DOCUMENT PASSAGE –

▽

The 1973 National League Championship Series was played between the New York Mets and the Cincinnati Reds from October 6 to 10. New York won the series three games to two and advanced to the World Series, where they lost to the Oakland Athletics in what was the second of three straight world championships for Oakland. The Mets set a record for lowest win percentage by a pennant winner, finishing the regular season with an 82–79 record. However, most of the season was plagued by the injury jinx to their key players. In September they finally got healthy and just in time for the playoffs. The Mets' victory has gone down as one of the greatest upsets in MLB history, as they dominated the heavily favored Big Red Machine.

The 1973 NLCS was marred by a fight that broke out in the fifth inning of the third game, beginning with a tussle between Cincinnati's Pete Rose and New York's Bud Harrelson at second base. Players from both sides joined in a general melee that lasted for several minutes and set off rowdy fan behavior at Shea Stadium in New York. Photographs of the fight, autographed by Rose and Harrelson, are now available at a number of Internet sites.

This was the fifth National League Championship Series in all and the only NLCS between 1970 and 1980 not to feature either the Philadelphia Phillies or the Pittsburgh Pirates. In fact, from 1969 to 1980 the NL East champion was either the Mets, Pirates or the Phillies.

Summary

New York Mets vs. Cincinnati Reds

Game summaries

Game 1

The starting pitchers, New York's Tom Seaver and Cincinnati's Jack Billingham, produced a classic pitchers' duel in Game 1. The Mets threatened in the first, loading the bases with one out, but Cleon Jones grounded into a double play to end the inning. The Mets scored their lone run in the second when Seaver doubled home Bud Harrelson. Seaver was also in control of a normally potent Cincinnati offense, holding the Reds scoreless through seven innings. In the eighth, however, Pete Rose homered off Seaver with one out, and Seaver yielded another solo homer in the ninth to Johnny Bench. The Reds walked off with a 1–0 advantage in the series. Tom Seaver's 13 strikeout performance would be later matched by Jacob DeGrom in Game 1 of the 2015 National League Division Series.

Game 2

New York leveled the series behind the superb pitching of starter Jon Matlack. Just as in Game 1, pitching dominated Game 2, as lefties Matlack of Mets and Don Gullett of the Reds were near the top of their respective games. A Rusty Staub home run in the fourth inning was the only run through eight innings. After Gullett exited for a pinch hitter in the sixth inning, Clay Carroll shut down the Mets for three innings, but New York put the game away with four runs in the ninth against Reds' relievers Tom Hall and Pedro Borbón. Matlack completed his two-hitter (reserve outfielder Andy Kosco collected both hits, in the second and seventh innings) by retiring the Reds 1–2–3 in the ninth. In a postgame interview, the light-hitting Harrelson said, "He (Matlack) made the Big Red Machine look like me hitting today."

△

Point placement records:
▽

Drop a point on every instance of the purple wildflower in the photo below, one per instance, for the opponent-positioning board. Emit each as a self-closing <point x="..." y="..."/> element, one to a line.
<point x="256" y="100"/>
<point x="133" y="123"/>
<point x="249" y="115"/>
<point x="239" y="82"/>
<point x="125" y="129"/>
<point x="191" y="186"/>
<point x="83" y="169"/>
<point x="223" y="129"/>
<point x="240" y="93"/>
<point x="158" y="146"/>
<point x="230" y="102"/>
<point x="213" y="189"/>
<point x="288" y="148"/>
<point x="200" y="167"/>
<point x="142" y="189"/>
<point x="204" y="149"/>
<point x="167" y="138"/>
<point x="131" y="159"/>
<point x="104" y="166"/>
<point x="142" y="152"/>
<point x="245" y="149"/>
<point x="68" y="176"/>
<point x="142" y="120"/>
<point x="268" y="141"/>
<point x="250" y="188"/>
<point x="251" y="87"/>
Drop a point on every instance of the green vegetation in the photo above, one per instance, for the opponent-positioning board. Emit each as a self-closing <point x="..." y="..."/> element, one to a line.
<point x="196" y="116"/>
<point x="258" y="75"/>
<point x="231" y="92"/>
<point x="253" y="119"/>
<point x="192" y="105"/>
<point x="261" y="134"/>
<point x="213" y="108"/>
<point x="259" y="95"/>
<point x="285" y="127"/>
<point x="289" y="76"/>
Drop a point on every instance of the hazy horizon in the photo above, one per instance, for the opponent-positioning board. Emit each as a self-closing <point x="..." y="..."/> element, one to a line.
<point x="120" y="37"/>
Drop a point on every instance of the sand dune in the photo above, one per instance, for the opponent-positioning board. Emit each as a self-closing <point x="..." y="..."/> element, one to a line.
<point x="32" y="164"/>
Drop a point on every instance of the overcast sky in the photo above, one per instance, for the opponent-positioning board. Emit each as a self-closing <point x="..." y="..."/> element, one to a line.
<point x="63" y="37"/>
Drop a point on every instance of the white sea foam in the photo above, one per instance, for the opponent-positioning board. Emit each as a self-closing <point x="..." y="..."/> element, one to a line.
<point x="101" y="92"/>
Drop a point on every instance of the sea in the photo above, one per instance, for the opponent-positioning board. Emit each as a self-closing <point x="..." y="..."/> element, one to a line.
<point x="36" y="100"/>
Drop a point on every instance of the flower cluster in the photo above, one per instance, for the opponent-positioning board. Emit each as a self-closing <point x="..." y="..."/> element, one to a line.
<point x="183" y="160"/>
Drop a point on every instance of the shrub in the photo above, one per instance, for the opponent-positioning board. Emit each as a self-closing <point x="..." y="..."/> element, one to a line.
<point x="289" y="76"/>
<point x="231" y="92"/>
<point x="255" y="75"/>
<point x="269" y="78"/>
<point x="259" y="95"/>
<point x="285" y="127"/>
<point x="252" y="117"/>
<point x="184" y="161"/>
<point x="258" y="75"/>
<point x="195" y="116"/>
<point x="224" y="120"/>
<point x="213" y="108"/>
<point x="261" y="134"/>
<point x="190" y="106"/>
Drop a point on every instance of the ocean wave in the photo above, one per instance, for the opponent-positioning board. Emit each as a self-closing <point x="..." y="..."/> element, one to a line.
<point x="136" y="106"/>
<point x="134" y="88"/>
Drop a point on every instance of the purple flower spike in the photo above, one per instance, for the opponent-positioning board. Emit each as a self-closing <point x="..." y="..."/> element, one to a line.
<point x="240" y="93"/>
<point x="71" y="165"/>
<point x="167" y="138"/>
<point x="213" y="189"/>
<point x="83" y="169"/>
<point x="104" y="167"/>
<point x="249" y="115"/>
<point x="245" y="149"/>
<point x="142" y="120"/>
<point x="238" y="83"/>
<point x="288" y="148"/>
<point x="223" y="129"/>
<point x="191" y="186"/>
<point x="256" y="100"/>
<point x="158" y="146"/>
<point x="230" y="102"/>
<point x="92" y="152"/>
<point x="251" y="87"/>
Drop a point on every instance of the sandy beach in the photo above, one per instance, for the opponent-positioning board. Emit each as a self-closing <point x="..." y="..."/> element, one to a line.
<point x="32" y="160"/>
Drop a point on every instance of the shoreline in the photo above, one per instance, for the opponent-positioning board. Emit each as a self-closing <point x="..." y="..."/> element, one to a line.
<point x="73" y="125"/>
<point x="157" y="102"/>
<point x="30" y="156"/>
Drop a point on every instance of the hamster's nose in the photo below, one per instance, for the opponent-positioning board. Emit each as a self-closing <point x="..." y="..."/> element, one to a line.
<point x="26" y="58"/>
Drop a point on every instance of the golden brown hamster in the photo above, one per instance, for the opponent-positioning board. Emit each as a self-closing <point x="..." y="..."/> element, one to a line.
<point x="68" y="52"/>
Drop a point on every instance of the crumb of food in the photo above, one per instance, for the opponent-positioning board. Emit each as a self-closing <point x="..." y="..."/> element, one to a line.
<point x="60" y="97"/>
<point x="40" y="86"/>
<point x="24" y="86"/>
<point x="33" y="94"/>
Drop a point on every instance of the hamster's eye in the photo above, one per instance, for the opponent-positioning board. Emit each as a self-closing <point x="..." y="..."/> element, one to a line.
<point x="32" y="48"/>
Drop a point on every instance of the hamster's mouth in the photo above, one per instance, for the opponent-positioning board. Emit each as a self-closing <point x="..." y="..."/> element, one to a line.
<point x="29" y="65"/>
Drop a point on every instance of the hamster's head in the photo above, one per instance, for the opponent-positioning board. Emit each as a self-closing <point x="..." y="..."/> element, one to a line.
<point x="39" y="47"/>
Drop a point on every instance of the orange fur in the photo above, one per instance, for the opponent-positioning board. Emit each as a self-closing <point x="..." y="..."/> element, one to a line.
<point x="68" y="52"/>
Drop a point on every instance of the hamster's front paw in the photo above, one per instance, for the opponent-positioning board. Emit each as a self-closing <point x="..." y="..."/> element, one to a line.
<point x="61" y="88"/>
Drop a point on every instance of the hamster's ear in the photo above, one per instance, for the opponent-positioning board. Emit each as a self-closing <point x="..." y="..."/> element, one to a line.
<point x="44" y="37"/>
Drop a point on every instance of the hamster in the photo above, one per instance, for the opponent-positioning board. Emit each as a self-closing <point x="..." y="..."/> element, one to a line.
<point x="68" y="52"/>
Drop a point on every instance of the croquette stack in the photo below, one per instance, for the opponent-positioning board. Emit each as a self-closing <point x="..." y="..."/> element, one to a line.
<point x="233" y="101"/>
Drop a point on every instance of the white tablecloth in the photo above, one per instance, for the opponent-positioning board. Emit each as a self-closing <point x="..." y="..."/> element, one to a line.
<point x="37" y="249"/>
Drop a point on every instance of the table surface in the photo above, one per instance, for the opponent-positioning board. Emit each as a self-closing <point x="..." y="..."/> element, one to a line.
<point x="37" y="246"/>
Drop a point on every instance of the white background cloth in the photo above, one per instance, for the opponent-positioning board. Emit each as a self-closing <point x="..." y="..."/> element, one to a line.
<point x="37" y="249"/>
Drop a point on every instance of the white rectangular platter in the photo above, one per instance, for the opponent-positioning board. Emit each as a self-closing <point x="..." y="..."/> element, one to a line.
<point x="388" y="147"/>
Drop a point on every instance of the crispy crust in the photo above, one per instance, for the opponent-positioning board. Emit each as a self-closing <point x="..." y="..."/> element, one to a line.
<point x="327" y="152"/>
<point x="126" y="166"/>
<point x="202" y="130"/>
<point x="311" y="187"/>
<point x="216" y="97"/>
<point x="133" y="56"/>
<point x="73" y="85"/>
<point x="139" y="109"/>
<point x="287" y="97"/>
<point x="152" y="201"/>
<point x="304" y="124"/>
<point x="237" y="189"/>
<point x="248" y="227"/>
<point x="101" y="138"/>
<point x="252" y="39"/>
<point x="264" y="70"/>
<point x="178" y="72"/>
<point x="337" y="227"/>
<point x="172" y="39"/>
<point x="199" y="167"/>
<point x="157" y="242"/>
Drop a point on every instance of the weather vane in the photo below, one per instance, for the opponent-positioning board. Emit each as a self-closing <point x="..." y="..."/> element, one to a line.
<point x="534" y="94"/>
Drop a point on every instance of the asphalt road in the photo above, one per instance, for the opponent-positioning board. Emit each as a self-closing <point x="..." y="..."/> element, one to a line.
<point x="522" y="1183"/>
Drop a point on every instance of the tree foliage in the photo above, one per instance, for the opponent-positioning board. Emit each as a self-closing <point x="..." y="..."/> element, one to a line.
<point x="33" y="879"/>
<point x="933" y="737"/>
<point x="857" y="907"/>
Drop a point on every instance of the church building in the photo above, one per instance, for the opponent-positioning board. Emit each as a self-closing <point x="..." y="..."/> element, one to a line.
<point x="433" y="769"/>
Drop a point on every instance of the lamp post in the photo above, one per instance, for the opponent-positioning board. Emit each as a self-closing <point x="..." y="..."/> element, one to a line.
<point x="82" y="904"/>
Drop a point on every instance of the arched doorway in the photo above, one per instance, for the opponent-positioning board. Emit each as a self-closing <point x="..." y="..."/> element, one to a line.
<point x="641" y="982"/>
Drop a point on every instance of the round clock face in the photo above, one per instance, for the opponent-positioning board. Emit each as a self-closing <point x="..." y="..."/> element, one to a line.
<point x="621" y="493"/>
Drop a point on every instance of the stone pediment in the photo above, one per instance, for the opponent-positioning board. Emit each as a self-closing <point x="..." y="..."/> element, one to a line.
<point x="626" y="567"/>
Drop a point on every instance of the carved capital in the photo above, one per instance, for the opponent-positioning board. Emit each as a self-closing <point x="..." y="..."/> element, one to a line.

△

REQUIREMENTS –
A: Reproduce the stretch of the 1973 NLCS article from "Game summaries" through "League Division Series.".
B: Please return each line of the records that contains the word "purple".
The 1973 NLCS article and the records are unrelated to each other.

SOLUTIONS BELOW –
A:
Game summaries

Game 1

The starting pitchers, New York's Tom Seaver and Cincinnati's Jack Billingham, produced a classic pitchers' duel in Game 1. The Mets threatened in the first, loading the bases with one out, but Cleon Jones grounded into a double play to end the inning. The Mets scored their lone run in the second when Seaver doubled home Bud Harrelson. Seaver was also in control of a normally potent Cincinnati offense, holding the Reds scoreless through seven innings. In the eighth, however, Pete Rose homered off Seaver with one out, and Seaver yielded another solo homer in the ninth to Johnny Bench. The Reds walked off with a 1–0 advantage in the series. Tom Seaver's 13 strikeout performance would be later matched by Jacob DeGrom in Game 1 of the 2015 National League Division Series.

B:
Drop a point on every instance of the purple wildflower in the photo below, one per instance, for the opponent-positioning board. Emit each as a self-closing <point x="..." y="..."/> element, one to a line.
Drop a point on every instance of the purple flower spike in the photo above, one per instance, for the opponent-positioning board. Emit each as a self-closing <point x="..." y="..."/> element, one to a line.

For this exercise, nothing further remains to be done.